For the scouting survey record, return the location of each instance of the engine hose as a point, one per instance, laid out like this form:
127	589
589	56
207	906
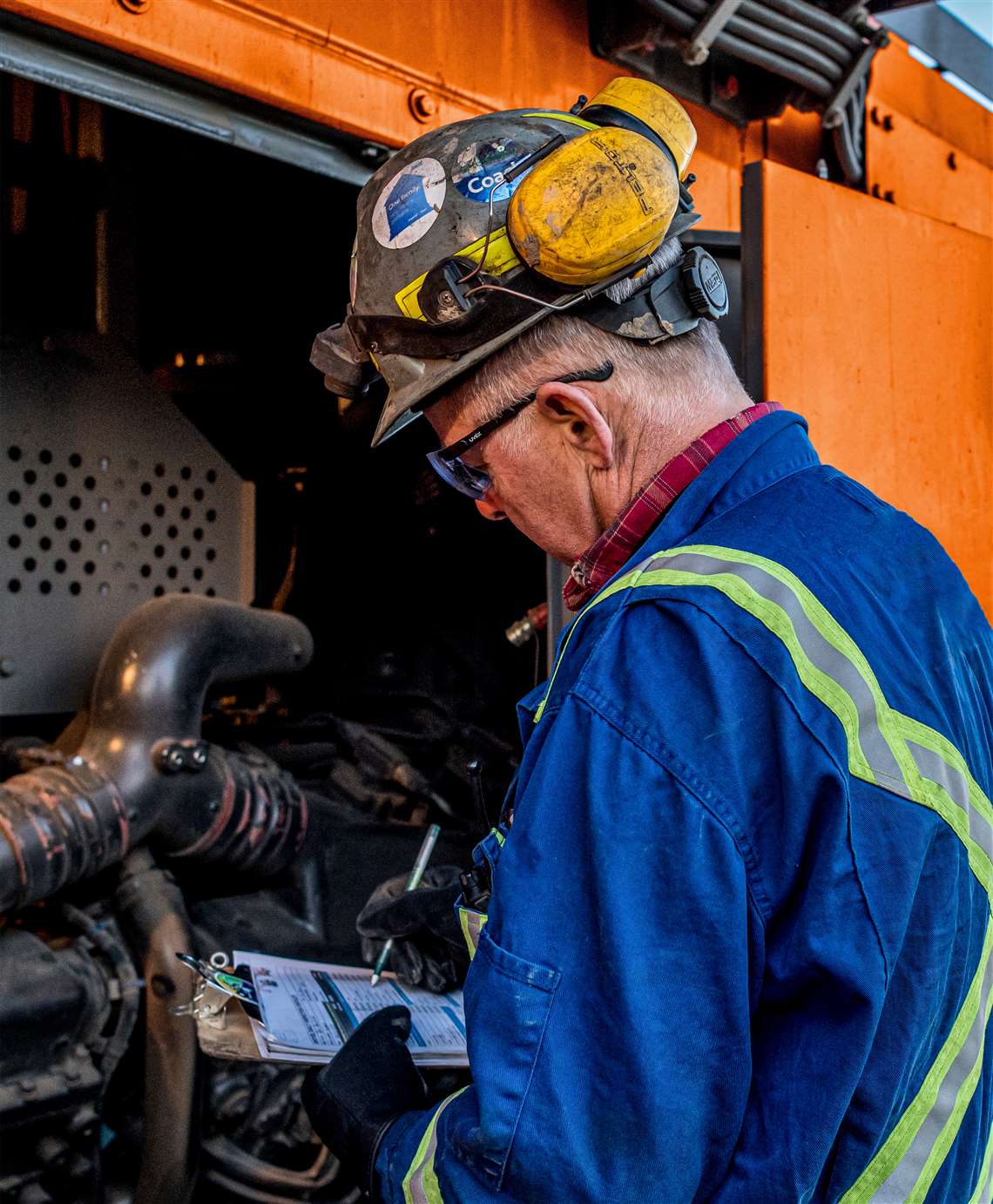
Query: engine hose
58	825
259	818
762	15
141	771
810	81
771	41
130	993
816	18
153	916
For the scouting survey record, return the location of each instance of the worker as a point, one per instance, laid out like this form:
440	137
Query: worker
732	935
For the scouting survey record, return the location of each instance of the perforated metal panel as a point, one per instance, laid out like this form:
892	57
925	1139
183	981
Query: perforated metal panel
109	497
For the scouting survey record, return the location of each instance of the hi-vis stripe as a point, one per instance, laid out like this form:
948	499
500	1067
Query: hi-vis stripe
420	1184
898	754
470	923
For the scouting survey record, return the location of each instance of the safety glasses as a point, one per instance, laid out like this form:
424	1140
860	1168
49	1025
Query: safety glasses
476	482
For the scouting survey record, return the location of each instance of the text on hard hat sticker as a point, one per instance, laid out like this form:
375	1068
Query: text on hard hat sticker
481	169
409	205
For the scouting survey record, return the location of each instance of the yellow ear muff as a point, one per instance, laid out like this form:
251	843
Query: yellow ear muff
595	206
625	99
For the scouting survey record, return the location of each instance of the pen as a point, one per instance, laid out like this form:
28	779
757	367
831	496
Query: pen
413	883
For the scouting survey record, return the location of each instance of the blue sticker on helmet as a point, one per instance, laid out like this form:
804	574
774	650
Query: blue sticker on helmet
404	204
483	166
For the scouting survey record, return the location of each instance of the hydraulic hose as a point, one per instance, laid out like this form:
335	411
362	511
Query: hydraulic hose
816	18
762	15
153	914
812	81
773	41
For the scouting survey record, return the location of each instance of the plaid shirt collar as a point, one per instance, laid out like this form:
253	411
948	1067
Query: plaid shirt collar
638	519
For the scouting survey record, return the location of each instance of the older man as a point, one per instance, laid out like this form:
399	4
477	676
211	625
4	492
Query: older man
732	937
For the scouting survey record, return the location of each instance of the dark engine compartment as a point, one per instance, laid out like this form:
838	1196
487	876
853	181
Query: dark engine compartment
237	775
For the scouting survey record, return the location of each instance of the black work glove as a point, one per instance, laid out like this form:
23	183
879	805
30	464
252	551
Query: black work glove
354	1099
429	949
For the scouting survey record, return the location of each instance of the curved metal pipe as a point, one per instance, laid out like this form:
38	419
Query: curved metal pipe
744	50
153	914
130	777
154	675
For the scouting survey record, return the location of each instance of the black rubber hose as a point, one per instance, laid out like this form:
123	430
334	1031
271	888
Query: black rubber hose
819	19
130	993
66	820
812	81
153	914
769	40
763	15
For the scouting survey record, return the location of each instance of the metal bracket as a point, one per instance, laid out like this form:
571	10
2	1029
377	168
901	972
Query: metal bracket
700	40
834	113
■ ■ ■ ■ ■
§ **The exercise**:
Transcribe each entry precisely as given, leaving the pictures out.

§ **Response to this exercise**:
For the scouting survey record, return the location of each instance of the engine hose as a point, one per instance, laid out like this form:
127	589
589	56
207	906
Query: engine hose
58	825
259	818
762	15
141	771
810	81
771	41
130	993
816	18
153	916
For the scouting survey record, return the location of each instance of the worker as a point, one per instance, laid out like this form:
440	137
Query: worker
732	935
For the scouting survey record, return the location of each instance of the perforated metal panel as a point, one per instance, laid out like this form:
892	57
925	1139
183	981
Query: perforated metal panel
109	497
For the scouting survey record, return the location of each instance of the hi-vis stripe as a point, one per instance, laid out like this form:
948	499
500	1067
Query: hi-vis stripe
420	1184
898	754
470	923
For the scouting survey record, return the location of each instance of the safety glasses as a point, one per instance, laid out like this form:
424	1140
860	1168
49	1025
Query: safety glasses
476	482
For the scouting survey record, return the location of each instance of the text on hard hat sticker as a point, one per instance, laid out like this form:
375	1068
Query: text on hard hat sticker
481	169
409	205
For the scouting survey record, return the location of each instance of the yellow ear muff as a point, one per instance, laid out like this form:
251	843
Query: yellow ear muff
595	206
625	99
For the scouting survey record, return the location of each instance of the pen as a point, one per instance, laid out like this form:
28	779
757	367
831	496
Query: pen
413	883
For the scouting survey record, return the location of each instance of the blue sticker on helmet as a point, one per instance, laid out like this form:
804	574
774	650
Query: blue sticker on helmet
404	204
483	166
For the scouting survey record, return the location of each instance of the hydraulic hose as a point, one per instance, laid out like this form:
335	411
362	511
Query: hydraulic hose
816	18
762	15
153	914
812	81
773	41
For the scouting survey record, return the location of each instance of the plaid shirt collar as a point, one per instance, laid out like this form:
253	411
948	1067
Query: plaid shirt collar
638	519
For the scouting survey record, return the location of each instance of the older man as a point, one per instance, laid out like this form:
399	4
477	676
211	625
4	492
Query: older man
732	937
For the scouting survey record, return the location of each instance of the dark engine compartment as a point, one per instance, laid out like this form:
838	1196
487	876
853	181
Query: dark engine compartment
237	775
For the scouting survey record, return the location of each instance of the black work glove as a point, one per instance, laid out like this form:
23	183
879	805
30	464
252	551
Query: black work glove
354	1099
429	949
For the scouting survey record, return the location of each instance of the curved metal pipe as a point, one per instance, laid out like this form:
38	419
Query: curved metal pipe
744	50
153	914
130	777
154	675
For the scouting survey record, return the location of each instance of the black rubber hose as a point, one per instance, laid out like this form:
123	430
334	1031
271	888
Query: black rubber hose
819	19
130	993
66	820
812	81
153	914
769	40
763	15
For the scouting survey record, return the location of each instance of the metal bracket as a point, one per instance, laid out like this form:
571	10
2	1029
377	168
901	972
Query: metal bracket
700	40
834	113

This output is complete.